▶ **What the task asks**
Give back every record that follows, exactly as written.

Material to process Block Start

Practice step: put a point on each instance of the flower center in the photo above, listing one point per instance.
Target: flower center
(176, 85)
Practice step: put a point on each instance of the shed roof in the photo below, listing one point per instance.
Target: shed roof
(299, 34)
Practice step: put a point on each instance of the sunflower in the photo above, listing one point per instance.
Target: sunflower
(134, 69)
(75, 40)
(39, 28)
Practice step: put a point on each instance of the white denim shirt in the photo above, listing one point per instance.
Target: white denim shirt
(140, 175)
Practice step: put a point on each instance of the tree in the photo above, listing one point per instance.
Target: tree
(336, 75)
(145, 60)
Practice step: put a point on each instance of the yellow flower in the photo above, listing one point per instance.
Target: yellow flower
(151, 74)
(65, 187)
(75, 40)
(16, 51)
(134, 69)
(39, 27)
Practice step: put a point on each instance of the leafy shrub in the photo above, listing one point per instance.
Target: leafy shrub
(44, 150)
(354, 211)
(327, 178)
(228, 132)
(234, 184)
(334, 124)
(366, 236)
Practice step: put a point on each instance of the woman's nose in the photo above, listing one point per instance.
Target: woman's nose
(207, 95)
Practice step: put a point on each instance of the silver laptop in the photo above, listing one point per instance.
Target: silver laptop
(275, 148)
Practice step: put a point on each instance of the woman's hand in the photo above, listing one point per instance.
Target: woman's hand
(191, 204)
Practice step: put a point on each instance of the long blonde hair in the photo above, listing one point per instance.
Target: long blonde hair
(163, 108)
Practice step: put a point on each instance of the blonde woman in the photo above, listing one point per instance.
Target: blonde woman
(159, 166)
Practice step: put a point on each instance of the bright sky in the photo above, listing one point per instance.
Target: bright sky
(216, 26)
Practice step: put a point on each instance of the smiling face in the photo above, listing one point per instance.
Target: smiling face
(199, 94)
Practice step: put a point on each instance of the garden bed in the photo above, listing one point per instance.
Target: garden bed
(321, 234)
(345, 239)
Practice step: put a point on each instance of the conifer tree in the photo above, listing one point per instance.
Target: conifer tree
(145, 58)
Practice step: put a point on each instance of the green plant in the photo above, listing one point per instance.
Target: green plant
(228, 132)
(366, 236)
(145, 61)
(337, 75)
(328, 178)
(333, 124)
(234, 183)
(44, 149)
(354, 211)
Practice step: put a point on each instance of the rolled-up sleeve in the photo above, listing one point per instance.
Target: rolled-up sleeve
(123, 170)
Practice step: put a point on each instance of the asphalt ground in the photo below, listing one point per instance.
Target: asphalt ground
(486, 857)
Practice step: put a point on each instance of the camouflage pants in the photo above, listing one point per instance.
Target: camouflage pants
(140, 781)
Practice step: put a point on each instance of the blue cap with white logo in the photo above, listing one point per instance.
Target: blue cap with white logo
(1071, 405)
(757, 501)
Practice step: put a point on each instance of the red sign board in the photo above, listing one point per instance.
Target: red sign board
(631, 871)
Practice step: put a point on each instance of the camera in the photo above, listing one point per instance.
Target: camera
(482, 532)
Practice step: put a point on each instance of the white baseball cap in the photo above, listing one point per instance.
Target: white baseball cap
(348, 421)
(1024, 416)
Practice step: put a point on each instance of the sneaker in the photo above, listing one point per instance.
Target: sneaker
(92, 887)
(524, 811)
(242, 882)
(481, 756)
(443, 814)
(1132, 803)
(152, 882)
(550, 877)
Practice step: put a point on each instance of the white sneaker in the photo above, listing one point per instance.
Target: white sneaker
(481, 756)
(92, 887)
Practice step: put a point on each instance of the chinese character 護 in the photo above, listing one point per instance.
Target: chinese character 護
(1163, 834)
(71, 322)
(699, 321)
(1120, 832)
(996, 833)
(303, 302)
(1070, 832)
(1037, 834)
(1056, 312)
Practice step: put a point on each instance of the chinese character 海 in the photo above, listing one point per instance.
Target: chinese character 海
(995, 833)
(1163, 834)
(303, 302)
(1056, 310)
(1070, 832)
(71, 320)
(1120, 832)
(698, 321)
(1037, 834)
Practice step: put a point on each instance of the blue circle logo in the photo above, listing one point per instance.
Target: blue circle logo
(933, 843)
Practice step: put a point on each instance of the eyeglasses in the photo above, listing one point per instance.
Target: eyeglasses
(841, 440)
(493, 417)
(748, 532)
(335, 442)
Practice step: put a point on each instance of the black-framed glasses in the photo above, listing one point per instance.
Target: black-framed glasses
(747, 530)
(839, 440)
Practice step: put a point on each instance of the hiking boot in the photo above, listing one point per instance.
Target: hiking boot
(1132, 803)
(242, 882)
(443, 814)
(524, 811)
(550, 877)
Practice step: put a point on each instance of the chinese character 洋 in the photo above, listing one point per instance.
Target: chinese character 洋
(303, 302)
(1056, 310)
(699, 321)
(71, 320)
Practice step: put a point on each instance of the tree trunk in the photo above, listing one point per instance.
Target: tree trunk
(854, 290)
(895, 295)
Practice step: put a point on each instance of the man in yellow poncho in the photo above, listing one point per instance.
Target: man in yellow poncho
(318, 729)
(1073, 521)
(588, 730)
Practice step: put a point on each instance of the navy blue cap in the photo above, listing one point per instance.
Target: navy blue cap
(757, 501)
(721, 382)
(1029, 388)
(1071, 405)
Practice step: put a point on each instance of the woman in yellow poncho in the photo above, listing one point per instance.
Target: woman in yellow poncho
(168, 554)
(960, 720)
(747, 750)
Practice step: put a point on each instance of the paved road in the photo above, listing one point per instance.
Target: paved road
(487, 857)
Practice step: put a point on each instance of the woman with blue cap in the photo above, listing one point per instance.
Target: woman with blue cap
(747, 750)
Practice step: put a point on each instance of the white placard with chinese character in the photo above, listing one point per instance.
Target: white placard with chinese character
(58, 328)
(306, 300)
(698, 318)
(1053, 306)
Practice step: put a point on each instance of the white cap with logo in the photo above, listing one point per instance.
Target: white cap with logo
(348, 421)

Material to process Block End

▶ **Result of the exercise**
Practice step: put a point on each instance of the flower center in the photo above, listing one point per instance.
Target: flower center
(176, 85)
Practice step: put a point on each instance of the shed roof in the photo below, listing one point per instance.
Target: shed roof
(299, 34)
Practice step: put a point on each instance of the sunflower in the photo above, listing one point per instance.
Target: sunflower
(134, 69)
(75, 40)
(39, 28)
Practice step: put a point on each instance of the white denim shirt in the photo above, listing one point per instance.
Target: white denim shirt
(140, 175)
Practice step: put a point on each instance of the tree in the photo above, listing one point per instance.
Target: tree
(336, 75)
(145, 60)
Practice step: put a point on each instance of the yellow flower in the photo above, listing one point per instance.
Target: yellow flower
(151, 74)
(65, 187)
(75, 40)
(16, 51)
(134, 69)
(39, 27)
Practice step: put a point on each instance of the leafy shrub in the photo above, listing one point per instance.
Target: leafy shrub
(44, 150)
(354, 211)
(327, 178)
(228, 132)
(234, 184)
(334, 124)
(366, 236)
Practice step: put a point on each instance of the woman's nose in the photo above, listing one point per instance.
Target: woman's nose
(207, 95)
Practice step: put a point on each instance of the silver laptop in the photo above, listing one point per instance.
Target: silver laptop
(275, 148)
Practice step: put a point on each instance of the woman's hand in the photo above, listing one point per instance.
Target: woman's hand
(191, 204)
Practice step: put a point on each instance of the long blonde hair in the photo above, listing one point per instance.
Target: long blonde hair
(163, 108)
Practice step: put a point on each instance of the blonde woman in the photo above, listing one point per instance.
Target: blonde woman
(159, 166)
Practice step: put a point on each instance of the bright sky in the photo above, listing one point per instance.
Target: bright sky
(216, 26)
Practice step: put a point on each instance of the smiling face in the photo above, listing one point per instance.
Target: smiling face
(199, 94)
Practice step: put a point on each instance of the garden bed in the photo above, listing one point per instance.
Target: garden bed
(321, 234)
(345, 239)
Practice step: put a point on each instance of the conifer tree in the photo above, listing one point per instance.
Target: conifer tree
(145, 58)
Practice step: put a point on each instance of the green plant in the photo above, listing one point per instance.
Target: green plant
(228, 132)
(366, 236)
(145, 61)
(337, 75)
(328, 178)
(333, 124)
(234, 183)
(44, 149)
(354, 211)
Practice step: put a point on each instance of the rolled-up sleeve in the photo above, listing one point per instance.
Target: rolled-up sleeve
(123, 170)
Practice step: put a point on each instance of the asphalt ground in the photo below, listing one point per instance.
Target: asphalt ground
(486, 857)
Practice step: put a point on each instance of the camouflage pants in the photo above, listing one point per instance.
Target: camouflage pants
(140, 781)
Practice step: put a point on each instance of the blue cap with white logo in the photo above, listing one point per instance.
Target: blue cap with white logo
(1071, 405)
(757, 501)
Practice step: put a point on each instance of the red sign board in the photo above, listing one point per instance.
Target: red sign board
(631, 871)
Practice step: put a point on each instance of the camera in the photo above, listing one point per instance.
Target: camera
(482, 532)
Practice step: put a point on each instance of the white baseball cap in the photo above, listing one point per instance.
Target: white baseball cap
(348, 421)
(1024, 416)
Practice step: put a point on each instance of the sneaker in the photo above, listing one point per instance.
Target: sneaker
(92, 887)
(524, 811)
(242, 882)
(481, 756)
(443, 814)
(1132, 803)
(152, 882)
(550, 877)
Practice step: put a point on each instance of the white sneaker in the photo above, listing one point per instance.
Target: white sneaker
(481, 756)
(92, 887)
Practice step: put a point on each instance of the chinese character 護 in the photo above, listing one point per instance.
Target: chinese character 護
(1163, 834)
(71, 322)
(699, 321)
(1120, 832)
(996, 833)
(303, 302)
(1070, 832)
(1037, 834)
(1056, 312)
Practice step: put a point on each instance of the chinese character 海 in the photo above, listing one point per instance.
Target: chinese character 海
(995, 833)
(1163, 834)
(303, 302)
(1056, 310)
(1070, 832)
(71, 320)
(1120, 832)
(698, 321)
(1037, 834)
Practice step: put a point on each instance of the blue circle logo in the photo above, listing one point per instance.
Target: blue circle logo
(933, 843)
Practice step: put a point on each instance of the eyeglasses in the photo above, listing one point per instance.
Target: eyeglasses
(841, 440)
(493, 417)
(748, 532)
(335, 442)
Practice step: put a point on each instance of the black-framed glasses in the photo above, listing one point per instance.
Target: black-framed glasses
(747, 530)
(839, 440)
Practice step: put a point on each instance of the hiking boot in the photo above, listing one point per instance.
Target: hiking boot
(1132, 803)
(242, 882)
(443, 814)
(524, 811)
(550, 877)
Practice step: put a point on each instance of the chinese character 洋 in the photo above, listing one point per instance.
Target: chinese character 洋
(303, 302)
(1056, 310)
(699, 321)
(71, 320)
Practice step: put a point on each instance of the tree trunk in the photo above, listing one point per instance.
Target: tree trunk
(854, 290)
(895, 295)
Practice step: put a point on each instance of the man in yellow poncho in the photo above, listing one point per instance.
Target: man in yellow poncho
(318, 729)
(1073, 521)
(588, 730)
Practice step: put a point on each instance of the navy blue cap in the photo above, listing one point per instance.
Target: navy blue cap
(757, 501)
(721, 382)
(1029, 388)
(1071, 405)
Practice step: put a point on each instance of the woman in yellow poncho in the photo above, listing one point per instance.
Target: woman in yellow poncho
(168, 554)
(960, 720)
(747, 750)
Practice step: put a point on each instance of the paved road in the photo above, listing one point per instance.
Target: paved road
(487, 857)
Practice step: put a point on each instance of the woman with blue cap in the photo above, listing one point per instance.
Target: woman with blue cap
(747, 750)
Practice step: put a point on each instance of the white placard with chinese character in the photo above, listing one point per instance.
Target: white placard with chinese character
(58, 328)
(306, 300)
(698, 318)
(1053, 306)
Practice step: put a point on each instance of the white cap with logo in the photo above, listing one point per instance.
Target: white cap with logo
(348, 421)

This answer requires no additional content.